* _Task requirements_:
• A. Decide whether each statement agrees with the passage on the Moon illusion below: (i) most people say the horizon Moon looks both larger and closer than the zenith Moon; (ii) the apparent distance explanation is seldom found in textbooks; (iii) every viewer reports some form of the Moon illusion. Answer yes or no for each and quote the deciding words of the passage.
• B. Carry on the passage on the Moon illusion below, picking up after its final sentence.

* _Passage for review_:
A potential problem for the apparent distance theory has been that few people (perhaps about 5%) perceive the horizon Moon as being both larger and further away. Indeed, most people (perhaps 90%) say the horizon Moon looks both larger and closer than the zenith Moon (Boring, 1962; Hershenson, 1982; McCready, 1965, 1986; Restle, 1970). Most of the rest say it looks larger and about the same distance away as the zenith Moon, with a few people reporting no Moon illusion at all. However, the response that the horizon Moon appears larger, but not closer than the zenith Moon could be because the viewer's logic confounds their perception; because the viewer knows that the Moon can't possibly be physically further away, they are not consciously aware of the perception. This is reinforced by the idea that the brain does not consciously perceive distance and size, as spatial awareness is a subconscious, retino cortical cognition. In line with the possibility that the reported distance of the Moon is due to logic, rather than perception, is the finding that these varying reports—with some reporting closer distances and others not—are likely due to response biases. Nevertheless, the apparent distance explanation is the one most often found in textbooks.

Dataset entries
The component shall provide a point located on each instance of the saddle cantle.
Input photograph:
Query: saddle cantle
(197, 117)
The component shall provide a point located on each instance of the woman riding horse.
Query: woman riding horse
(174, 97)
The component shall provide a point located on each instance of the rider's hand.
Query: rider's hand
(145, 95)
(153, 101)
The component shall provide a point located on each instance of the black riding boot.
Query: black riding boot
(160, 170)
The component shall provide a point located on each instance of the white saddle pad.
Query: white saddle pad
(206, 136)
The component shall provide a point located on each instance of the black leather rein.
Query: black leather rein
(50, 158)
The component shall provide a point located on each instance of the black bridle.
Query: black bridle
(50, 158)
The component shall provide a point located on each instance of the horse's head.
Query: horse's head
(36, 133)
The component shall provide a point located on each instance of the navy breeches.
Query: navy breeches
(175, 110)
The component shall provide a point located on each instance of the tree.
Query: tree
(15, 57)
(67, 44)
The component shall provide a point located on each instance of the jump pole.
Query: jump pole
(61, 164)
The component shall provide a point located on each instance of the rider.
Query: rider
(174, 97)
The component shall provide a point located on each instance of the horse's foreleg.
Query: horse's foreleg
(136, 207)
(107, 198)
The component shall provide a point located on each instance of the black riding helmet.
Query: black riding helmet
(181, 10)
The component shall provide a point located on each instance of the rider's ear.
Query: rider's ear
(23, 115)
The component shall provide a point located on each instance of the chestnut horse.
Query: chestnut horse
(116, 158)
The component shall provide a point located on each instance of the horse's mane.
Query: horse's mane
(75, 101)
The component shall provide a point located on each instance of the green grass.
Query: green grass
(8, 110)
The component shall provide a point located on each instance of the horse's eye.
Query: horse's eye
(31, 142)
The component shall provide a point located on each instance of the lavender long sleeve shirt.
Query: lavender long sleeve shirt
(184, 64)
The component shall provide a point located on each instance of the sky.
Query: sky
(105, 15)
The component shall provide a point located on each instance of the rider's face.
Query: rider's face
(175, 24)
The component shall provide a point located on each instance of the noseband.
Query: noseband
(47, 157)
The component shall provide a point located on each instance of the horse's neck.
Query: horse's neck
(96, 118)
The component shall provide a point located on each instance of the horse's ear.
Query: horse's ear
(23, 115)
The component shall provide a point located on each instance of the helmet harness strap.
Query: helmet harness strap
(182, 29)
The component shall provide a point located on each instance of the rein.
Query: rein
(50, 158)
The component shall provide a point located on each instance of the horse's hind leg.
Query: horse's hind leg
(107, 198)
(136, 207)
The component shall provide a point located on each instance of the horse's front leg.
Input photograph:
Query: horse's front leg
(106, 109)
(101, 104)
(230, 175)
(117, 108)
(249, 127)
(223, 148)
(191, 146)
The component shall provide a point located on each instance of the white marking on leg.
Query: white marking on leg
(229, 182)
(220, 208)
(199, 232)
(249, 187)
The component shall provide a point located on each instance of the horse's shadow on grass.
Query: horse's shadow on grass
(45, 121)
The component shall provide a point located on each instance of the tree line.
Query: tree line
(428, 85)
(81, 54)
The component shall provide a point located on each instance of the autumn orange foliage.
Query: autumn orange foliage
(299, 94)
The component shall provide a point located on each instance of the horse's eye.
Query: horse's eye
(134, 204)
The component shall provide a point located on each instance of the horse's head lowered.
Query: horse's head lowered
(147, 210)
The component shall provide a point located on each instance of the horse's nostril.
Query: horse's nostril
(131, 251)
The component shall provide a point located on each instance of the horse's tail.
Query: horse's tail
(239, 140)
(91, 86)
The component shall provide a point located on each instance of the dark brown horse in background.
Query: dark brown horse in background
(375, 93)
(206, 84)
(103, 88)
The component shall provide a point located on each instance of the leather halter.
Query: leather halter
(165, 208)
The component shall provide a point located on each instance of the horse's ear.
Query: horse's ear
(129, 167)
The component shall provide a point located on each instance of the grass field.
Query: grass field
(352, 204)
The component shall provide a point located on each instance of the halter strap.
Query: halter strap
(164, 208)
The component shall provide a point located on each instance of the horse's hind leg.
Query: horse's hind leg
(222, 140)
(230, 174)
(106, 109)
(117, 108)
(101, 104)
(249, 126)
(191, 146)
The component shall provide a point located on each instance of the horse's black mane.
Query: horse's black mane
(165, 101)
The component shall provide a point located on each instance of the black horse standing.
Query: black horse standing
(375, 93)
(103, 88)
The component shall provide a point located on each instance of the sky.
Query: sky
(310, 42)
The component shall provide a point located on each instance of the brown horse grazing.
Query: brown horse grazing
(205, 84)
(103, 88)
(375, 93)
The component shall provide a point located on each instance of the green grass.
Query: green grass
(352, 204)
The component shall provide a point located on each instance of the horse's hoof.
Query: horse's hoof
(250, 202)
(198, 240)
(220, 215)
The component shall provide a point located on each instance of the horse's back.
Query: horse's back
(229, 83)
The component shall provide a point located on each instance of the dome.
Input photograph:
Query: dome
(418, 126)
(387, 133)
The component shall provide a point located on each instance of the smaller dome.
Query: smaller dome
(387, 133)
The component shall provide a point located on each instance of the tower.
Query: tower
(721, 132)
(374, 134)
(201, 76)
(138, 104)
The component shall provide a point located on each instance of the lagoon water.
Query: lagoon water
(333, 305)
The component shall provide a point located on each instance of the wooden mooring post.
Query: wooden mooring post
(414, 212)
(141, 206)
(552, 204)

* _Written answers_:
• A.
(i) Yes: "most people (perhaps 90%) say the horizon Moon looks both larger and closer than the zenith Moon"
(ii) No: "the apparent distance explanation is the one most often found in textbooks"
(iii) No: "with a few people reporting no Moon illusion at all"

• B.
===Relative size hypothesis===

The Ebbinghaus illusion. The lower central circle surrounded by small circles might represent the horizon Moon accompanied by objects of smaller visual extent, while the upper central circle represents the zenith Moon surrounded by expanses of sky of larger visual extent. Although both central circles are actually the same size, the lower one looks larger to many people.

Historically, the best-known alternative to the "apparent distance" theory has been a "relative size" theory. This states that the perceived size of an object depends not only on its retinal size, but also on the size of objects in its immediate visual environment. In the case of the Moon illusion, objects in the vicinity of the horizon Moon (that is, objects on or near the horizon) exhibit a fine detail that makes the Moon appear larger, while the zenith Moon is surrounded by large expanses of empty sky that make it appear smaller.

The effect is illustrated by the classic Ebbinghaus illusion, where a circle appears larger when surrounded by smaller circles, than it does when surrounded by larger circles.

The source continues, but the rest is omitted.